Task data =
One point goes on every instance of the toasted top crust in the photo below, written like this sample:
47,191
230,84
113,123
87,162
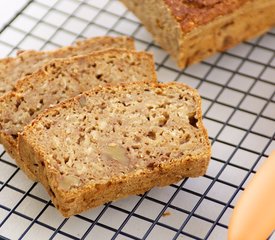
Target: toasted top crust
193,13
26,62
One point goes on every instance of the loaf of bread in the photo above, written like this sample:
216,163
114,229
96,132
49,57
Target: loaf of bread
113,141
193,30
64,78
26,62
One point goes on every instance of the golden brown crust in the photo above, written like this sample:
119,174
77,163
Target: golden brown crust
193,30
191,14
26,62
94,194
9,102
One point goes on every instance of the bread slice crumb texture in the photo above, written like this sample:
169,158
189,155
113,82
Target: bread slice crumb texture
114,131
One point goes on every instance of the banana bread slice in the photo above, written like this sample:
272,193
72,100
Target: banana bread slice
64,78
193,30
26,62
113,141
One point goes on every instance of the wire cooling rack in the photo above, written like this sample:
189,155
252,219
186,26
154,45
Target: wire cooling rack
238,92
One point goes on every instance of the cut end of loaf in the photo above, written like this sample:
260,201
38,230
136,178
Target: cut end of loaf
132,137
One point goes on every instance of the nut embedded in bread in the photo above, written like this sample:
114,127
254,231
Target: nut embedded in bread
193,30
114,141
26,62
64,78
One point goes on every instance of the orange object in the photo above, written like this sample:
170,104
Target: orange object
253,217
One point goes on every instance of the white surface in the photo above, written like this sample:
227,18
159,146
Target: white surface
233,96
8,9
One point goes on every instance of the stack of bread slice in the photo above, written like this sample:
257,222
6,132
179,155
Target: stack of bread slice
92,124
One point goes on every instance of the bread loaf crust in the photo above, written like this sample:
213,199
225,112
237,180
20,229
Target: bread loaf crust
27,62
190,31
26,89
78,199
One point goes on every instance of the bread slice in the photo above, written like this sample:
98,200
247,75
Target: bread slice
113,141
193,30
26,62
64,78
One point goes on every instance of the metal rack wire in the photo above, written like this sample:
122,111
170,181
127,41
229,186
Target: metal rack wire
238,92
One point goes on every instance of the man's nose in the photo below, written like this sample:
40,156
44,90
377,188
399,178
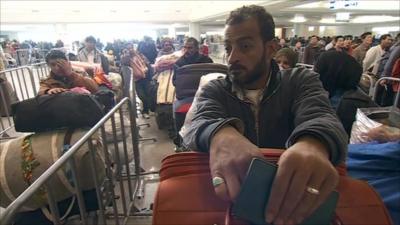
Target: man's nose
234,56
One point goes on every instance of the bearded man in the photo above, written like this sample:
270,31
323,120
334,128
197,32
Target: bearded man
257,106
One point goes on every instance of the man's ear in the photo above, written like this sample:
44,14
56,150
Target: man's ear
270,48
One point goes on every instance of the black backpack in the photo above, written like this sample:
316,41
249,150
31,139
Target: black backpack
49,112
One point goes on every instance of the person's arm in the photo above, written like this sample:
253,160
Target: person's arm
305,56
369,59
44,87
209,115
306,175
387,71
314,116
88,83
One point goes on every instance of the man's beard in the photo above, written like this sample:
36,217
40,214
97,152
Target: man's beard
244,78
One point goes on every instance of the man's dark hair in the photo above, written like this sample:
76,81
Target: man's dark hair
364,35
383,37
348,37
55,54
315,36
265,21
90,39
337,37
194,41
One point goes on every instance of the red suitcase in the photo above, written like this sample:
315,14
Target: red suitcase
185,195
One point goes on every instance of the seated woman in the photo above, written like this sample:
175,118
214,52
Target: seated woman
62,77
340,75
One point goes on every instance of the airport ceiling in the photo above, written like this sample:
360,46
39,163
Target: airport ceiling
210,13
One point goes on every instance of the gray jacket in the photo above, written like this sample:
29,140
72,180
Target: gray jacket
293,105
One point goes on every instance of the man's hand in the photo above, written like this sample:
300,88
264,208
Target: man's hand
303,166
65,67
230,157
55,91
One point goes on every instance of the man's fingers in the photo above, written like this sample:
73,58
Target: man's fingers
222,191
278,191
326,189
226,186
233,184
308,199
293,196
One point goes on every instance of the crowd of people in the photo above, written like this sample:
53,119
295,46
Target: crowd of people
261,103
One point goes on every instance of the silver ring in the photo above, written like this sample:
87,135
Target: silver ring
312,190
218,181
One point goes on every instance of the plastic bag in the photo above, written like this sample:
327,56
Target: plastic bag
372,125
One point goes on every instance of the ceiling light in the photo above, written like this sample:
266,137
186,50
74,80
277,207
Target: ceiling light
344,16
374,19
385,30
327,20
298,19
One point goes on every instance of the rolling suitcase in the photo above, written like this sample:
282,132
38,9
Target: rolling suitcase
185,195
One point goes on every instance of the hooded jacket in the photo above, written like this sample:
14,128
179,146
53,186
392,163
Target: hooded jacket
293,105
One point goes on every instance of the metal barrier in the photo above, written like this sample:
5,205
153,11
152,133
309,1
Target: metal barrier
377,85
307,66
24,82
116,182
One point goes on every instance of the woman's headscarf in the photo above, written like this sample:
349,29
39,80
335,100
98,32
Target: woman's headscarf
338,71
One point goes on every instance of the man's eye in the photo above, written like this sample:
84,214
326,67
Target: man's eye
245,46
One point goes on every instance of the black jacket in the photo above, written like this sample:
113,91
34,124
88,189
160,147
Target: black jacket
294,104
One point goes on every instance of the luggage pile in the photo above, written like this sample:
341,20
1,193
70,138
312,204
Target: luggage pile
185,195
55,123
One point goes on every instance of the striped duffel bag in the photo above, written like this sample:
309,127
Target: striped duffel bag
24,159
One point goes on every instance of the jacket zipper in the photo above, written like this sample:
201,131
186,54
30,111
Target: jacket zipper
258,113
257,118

Directions for this task =
Start at the top line above and repeat the records verbatim, leaving images out.

Expected answer =
One point goes on every instance of the toasted top crust in the photo below, written like this sample:
47,191
230,84
113,123
87,162
Target: toasted top crust
193,13
26,62
One point goes on every instance of the loaf of bread in the photo above, written like this sample:
216,163
114,229
96,132
49,57
Target: loaf of bread
113,141
193,30
64,78
26,62
One point goes on every instance of the golden brown crust in the photo above, written like this sample:
119,174
77,163
Target: golden brown crust
193,30
191,14
26,62
94,194
9,102
One point goes on every instance of the bread slice crumb texture in the photo above, written like this sample:
169,158
189,155
113,82
Target: bread slice crumb texture
114,131
One point goes on every instance of the banana bread slice in the photo above, written like this sample:
272,193
72,100
Target: banana bread slice
64,78
193,30
26,62
113,141
One point goes on every instance of the wire cooling rack in the photo above, written like this sample:
189,155
252,219
186,26
154,45
Target: wire cooling rack
238,92
One point goes on every instance of the cut end of loaf in the photo above, written like this sample:
260,201
38,230
136,178
Target: cut end of loaf
132,137
One point goes on every instance of the nut embedded in bread in the photo above, written like this sample:
114,127
254,231
Target: nut embedded in bread
193,30
114,141
26,62
64,78
One point goes on every instance of the orange object in the photo above, written like this sample:
170,104
Target: orange object
253,217
One point goes on every instance of the white surface in the photo above, written like this sample:
227,18
159,146
Target: white surface
233,96
8,9
One point goes on every instance of the stack of bread slice in the photo above, written like this sample:
257,222
6,132
179,155
Target: stack of bread slice
92,124
One point goes on every instance of the bread loaf crust in the photo above, written like this sample:
213,199
225,112
237,180
20,229
Target: bread loaf crust
27,62
190,31
26,89
78,199
One point goes on every instance of the bread slice in the photo above, written like this sample:
98,200
247,75
Target: bread slice
113,141
193,30
26,62
64,78
One point goes on every instance of the metal rack wire in the photo above, written like this sample:
122,111
170,181
127,41
229,186
Target: metal rack wire
238,92
One point goes on every instance of the man's nose in the photo below, written like this sample:
40,156
44,90
377,188
399,178
Target: man's nose
234,56
One point goes on every instance of the bearded man in the photo above, written like this sample:
270,31
323,120
334,128
197,32
Target: bearded man
257,106
One point goes on every instance of the man's ear in the photo above, written like this sample:
44,14
56,150
Target: man's ear
270,48
One point goes on every instance of the black backpack in the photo above, written like this sample:
316,41
249,150
31,139
Target: black backpack
49,112
One point goes on every instance of the person's arm in the photo above, written like this sample:
253,160
Target: person's arm
305,56
369,59
44,87
209,115
306,175
387,71
314,116
88,83
One point goes on every instance of the man's beard in the photo above, written like this sample:
36,217
40,214
97,152
Target: man's beard
244,78
One point goes on every instance of the man's dark hair in the photo above, written like this sample:
76,81
Target: man's dark hair
364,35
383,37
348,37
55,54
315,36
265,21
90,39
337,37
194,41
One point goes on every instance of the red suitcase in the photo above, written like this sample:
315,14
Target: red suitcase
185,195
One point goes on every instance of the seated woman in the photo above, written like this sample:
175,118
214,52
Target: seated woman
62,77
340,75
One point goes on every instance of the airport ceiling in the photo above, written like this sample:
360,46
39,163
Target: airport ceiling
210,13
One point goes on every instance of the gray jacket in the photo above, written like this sample:
29,140
72,180
Target: gray jacket
293,105
One point goes on every instance of the man's hand in the photo above, written like this sample:
300,88
264,208
Target: man's hand
303,166
65,67
230,157
55,91
One point goes on every instance of the man's fingers in the photo above, written like this sample:
73,58
Target: man's fingers
222,191
278,191
326,189
226,186
233,184
308,199
293,196
One point goes on every instance of the crowd of people in the photo above, written like this sample:
53,119
295,46
Target: crowd of people
261,103
One point goes on every instance of the silver ring in the photo above, written like this sample:
87,135
Target: silver ring
312,190
218,181
One point goes on every instance of the plastic bag in the photo above, written like this sample:
327,56
Target: plastic bag
372,125
One point goes on every instance of the ceiling light in the photo above, written like this sample:
266,137
186,50
74,80
277,207
Target: ceiling light
344,16
374,19
385,30
327,20
298,19
One point goes on every instance of the rolling suitcase in the photo above, written like this sample:
282,132
38,9
Target: rolling suitcase
185,195
One point goes on every instance of the hooded jacket in the photo above, written like this sample:
14,128
179,146
53,186
392,163
Target: hooded jacket
293,105
One point goes on every instance of the metal barrier in the photo above, written like this sample:
5,205
153,11
152,133
309,1
Target: metal barrier
377,85
307,66
24,82
116,182
One point goes on every instance of the woman's headscarf in the photo above, written like this sample:
349,29
39,80
335,100
98,32
Target: woman's headscarf
338,71
One point goes on every instance of the man's eye in the photo above, written like this sample:
84,214
326,67
Target: man's eye
245,46
One point goes on every instance of the black jacket in the photo above, written like this sample:
113,91
34,124
88,189
160,147
Target: black jacket
294,104
One point goes on every instance of the luggage pile in the photo above, written like this sample:
341,20
1,193
70,138
312,204
Target: luggage pile
185,195
55,123
One point goes on every instance of the striped duffel bag in the photo above, written like this sample:
309,127
Target: striped duffel bag
24,159
One point goes on every instance of the jacket zipper in the photo above, written like this sample:
201,131
186,54
30,111
Target: jacket zipper
258,113
257,118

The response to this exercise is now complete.